**PROMPT**
Examine the material below. Gather every line in which the string "crowd" appears.

### RAW DATA

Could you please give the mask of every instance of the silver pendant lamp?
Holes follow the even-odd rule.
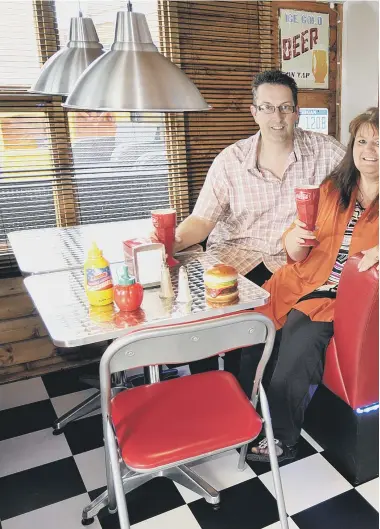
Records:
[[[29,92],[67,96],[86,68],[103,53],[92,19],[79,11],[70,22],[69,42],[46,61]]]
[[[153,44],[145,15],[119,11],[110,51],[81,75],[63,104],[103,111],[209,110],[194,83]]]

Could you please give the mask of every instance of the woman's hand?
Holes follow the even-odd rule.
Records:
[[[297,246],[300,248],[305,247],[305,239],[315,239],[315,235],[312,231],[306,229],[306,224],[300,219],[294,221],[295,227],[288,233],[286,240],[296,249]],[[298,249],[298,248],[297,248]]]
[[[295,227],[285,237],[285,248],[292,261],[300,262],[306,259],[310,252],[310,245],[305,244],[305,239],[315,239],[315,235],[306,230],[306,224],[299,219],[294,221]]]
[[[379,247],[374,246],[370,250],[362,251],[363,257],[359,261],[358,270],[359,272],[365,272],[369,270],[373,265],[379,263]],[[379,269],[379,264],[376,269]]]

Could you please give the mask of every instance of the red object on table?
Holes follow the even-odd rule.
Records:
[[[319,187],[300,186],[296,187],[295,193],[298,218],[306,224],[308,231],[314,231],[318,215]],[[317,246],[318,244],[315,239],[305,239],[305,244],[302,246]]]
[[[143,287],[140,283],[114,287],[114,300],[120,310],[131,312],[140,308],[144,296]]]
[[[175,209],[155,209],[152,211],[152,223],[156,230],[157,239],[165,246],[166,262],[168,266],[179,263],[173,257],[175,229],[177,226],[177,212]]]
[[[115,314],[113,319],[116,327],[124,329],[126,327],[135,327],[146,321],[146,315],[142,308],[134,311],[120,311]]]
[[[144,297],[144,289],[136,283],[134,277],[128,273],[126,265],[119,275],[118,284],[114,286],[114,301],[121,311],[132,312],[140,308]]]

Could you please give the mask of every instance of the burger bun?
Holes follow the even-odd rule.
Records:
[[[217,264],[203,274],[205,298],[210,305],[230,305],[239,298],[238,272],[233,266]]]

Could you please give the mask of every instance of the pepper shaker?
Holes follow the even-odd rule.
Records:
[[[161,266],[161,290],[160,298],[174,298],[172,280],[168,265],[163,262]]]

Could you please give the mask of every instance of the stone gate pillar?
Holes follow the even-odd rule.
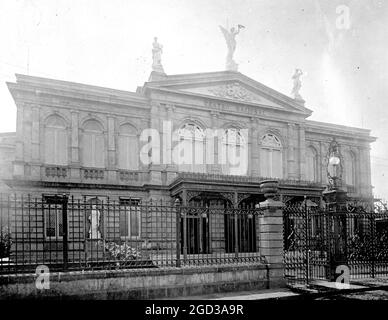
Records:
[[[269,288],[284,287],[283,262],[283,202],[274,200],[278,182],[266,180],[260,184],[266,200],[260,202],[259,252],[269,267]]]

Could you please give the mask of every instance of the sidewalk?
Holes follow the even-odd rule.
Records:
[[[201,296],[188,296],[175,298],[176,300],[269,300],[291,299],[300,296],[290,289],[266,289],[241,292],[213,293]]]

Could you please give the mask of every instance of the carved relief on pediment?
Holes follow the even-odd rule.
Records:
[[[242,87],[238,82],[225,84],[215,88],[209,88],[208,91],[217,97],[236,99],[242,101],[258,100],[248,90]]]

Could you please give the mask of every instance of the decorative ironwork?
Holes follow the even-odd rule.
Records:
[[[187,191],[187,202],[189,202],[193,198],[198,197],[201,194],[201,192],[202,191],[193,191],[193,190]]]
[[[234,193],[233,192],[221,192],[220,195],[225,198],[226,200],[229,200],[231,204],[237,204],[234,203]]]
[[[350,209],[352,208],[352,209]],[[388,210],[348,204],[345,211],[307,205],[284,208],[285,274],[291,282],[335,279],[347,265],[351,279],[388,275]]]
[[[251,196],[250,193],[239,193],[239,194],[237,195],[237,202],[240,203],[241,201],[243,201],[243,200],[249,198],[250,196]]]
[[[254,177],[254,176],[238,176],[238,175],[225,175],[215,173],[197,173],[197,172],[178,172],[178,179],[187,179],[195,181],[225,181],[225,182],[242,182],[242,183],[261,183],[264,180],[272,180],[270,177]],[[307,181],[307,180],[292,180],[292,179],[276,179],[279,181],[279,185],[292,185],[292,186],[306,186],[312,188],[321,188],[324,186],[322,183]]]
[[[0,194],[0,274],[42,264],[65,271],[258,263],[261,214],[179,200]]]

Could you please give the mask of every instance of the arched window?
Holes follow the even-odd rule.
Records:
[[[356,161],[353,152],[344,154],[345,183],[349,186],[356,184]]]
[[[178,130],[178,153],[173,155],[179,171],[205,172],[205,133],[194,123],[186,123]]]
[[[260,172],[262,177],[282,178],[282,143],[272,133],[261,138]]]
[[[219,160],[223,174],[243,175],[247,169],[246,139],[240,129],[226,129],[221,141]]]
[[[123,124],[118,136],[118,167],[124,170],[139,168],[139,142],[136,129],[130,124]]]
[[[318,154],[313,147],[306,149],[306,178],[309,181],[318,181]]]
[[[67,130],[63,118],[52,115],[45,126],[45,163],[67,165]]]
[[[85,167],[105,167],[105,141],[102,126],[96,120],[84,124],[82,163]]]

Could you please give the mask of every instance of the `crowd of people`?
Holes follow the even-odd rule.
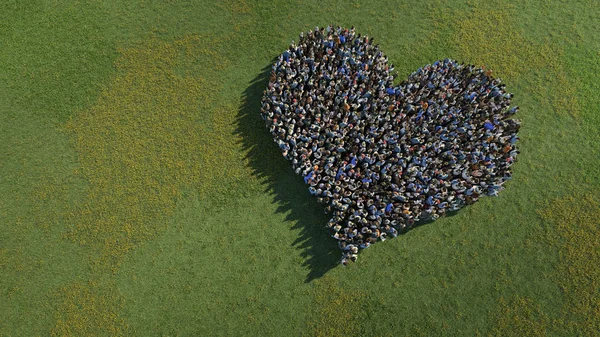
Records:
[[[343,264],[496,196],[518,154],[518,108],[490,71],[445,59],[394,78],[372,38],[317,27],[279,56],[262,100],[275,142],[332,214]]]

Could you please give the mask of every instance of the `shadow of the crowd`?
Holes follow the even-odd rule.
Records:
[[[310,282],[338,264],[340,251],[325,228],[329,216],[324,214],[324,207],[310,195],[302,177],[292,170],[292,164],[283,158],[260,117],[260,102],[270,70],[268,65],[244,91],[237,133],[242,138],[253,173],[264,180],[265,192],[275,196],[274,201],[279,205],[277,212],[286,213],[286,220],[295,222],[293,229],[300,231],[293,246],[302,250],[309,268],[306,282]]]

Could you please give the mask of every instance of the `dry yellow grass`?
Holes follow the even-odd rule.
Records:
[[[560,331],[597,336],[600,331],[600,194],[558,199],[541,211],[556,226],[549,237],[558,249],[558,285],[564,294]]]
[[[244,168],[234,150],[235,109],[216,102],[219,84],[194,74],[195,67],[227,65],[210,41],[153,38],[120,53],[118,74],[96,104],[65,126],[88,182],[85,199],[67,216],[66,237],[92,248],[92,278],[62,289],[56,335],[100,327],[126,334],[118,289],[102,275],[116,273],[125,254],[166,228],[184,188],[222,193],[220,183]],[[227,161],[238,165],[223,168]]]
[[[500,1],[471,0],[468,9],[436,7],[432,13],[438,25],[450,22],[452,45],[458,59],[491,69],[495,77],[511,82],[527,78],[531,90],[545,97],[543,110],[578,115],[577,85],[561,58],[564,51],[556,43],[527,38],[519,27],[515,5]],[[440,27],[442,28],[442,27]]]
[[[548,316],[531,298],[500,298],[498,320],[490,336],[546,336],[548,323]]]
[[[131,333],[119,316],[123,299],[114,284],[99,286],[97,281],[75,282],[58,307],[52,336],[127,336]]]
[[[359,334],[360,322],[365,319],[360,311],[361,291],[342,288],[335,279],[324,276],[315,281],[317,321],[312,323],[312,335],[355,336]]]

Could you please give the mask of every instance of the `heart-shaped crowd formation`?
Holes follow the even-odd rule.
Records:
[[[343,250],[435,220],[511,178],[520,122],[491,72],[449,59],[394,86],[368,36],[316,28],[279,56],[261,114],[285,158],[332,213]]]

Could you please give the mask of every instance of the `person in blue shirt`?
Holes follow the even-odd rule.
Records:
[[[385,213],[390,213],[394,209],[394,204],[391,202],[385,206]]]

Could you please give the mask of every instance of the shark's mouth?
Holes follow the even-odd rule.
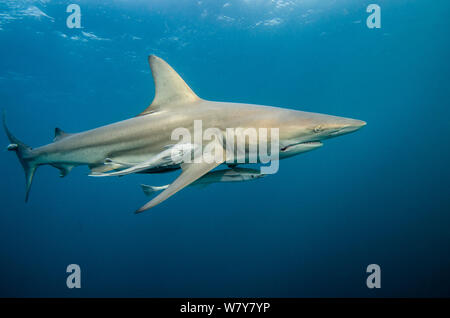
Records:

######

**EXERCISE OUTPUT**
Could you please give the mask of every instance of the `crowd of people`?
Could you please give the mask of every instance of the `shadow of the crowd`?
Could you please give the mask of every instance of the `heart-shaped crowd formation`?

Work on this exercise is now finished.